* [Goal]
Please pick out every line in the records below that contains the word "Target", matching case exactly.

*** Provided data

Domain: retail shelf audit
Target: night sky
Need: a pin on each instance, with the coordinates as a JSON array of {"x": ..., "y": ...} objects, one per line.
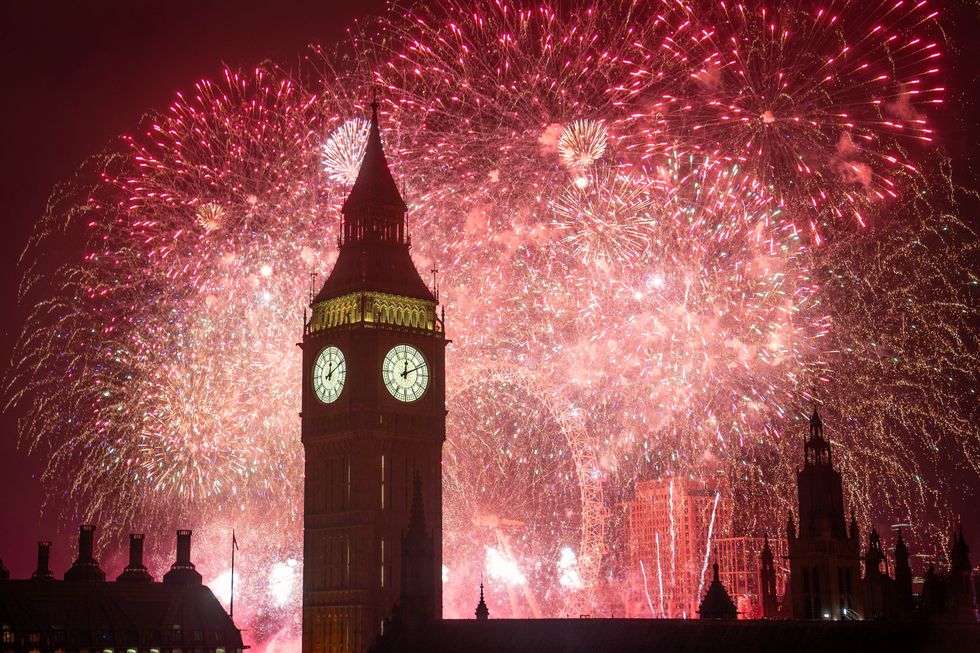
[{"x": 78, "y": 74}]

******
*** Provided data

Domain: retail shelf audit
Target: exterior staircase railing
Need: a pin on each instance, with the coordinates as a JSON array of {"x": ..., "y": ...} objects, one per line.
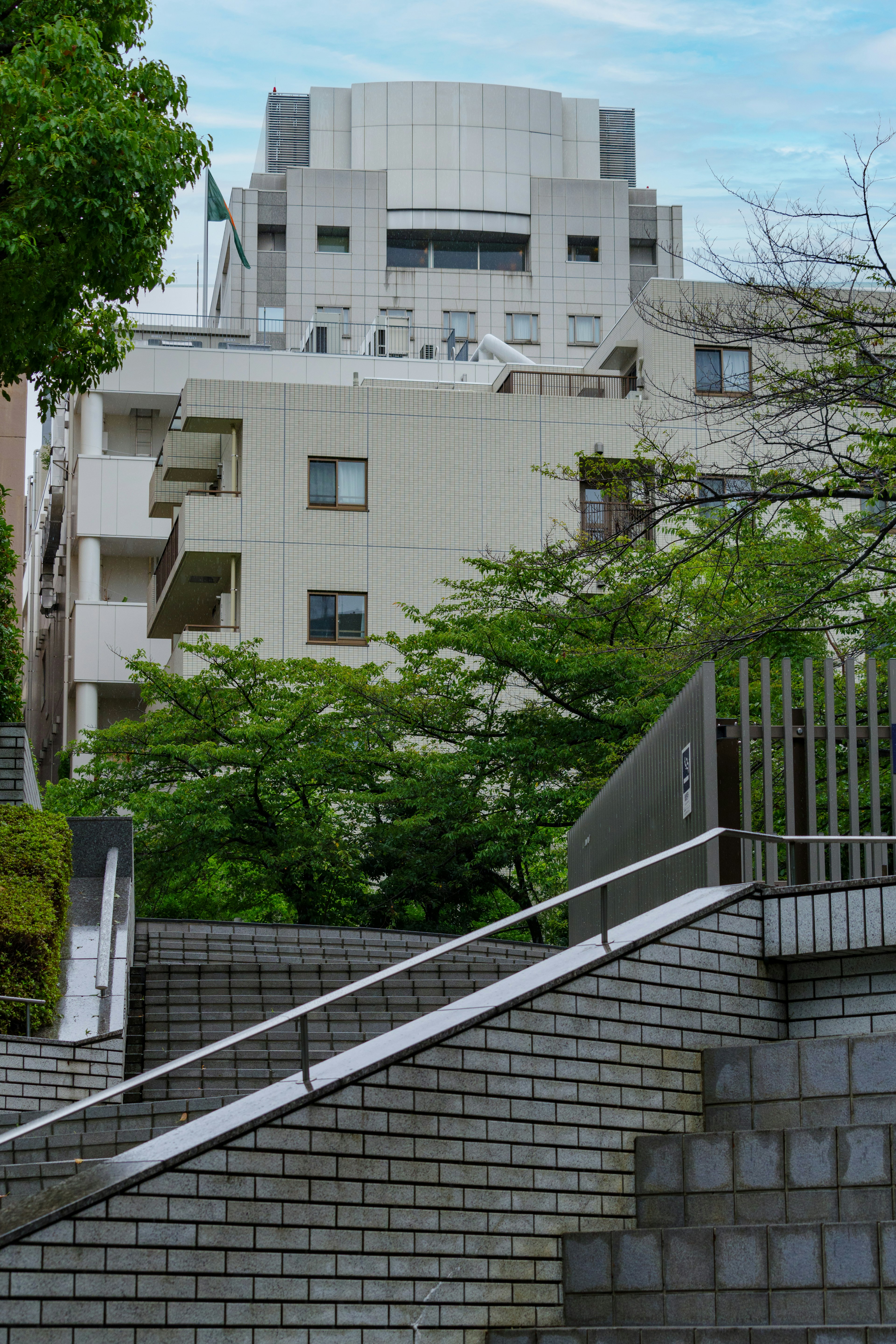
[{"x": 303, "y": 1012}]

******

* [Task result]
Target: night sky
Target: exterior staircase railing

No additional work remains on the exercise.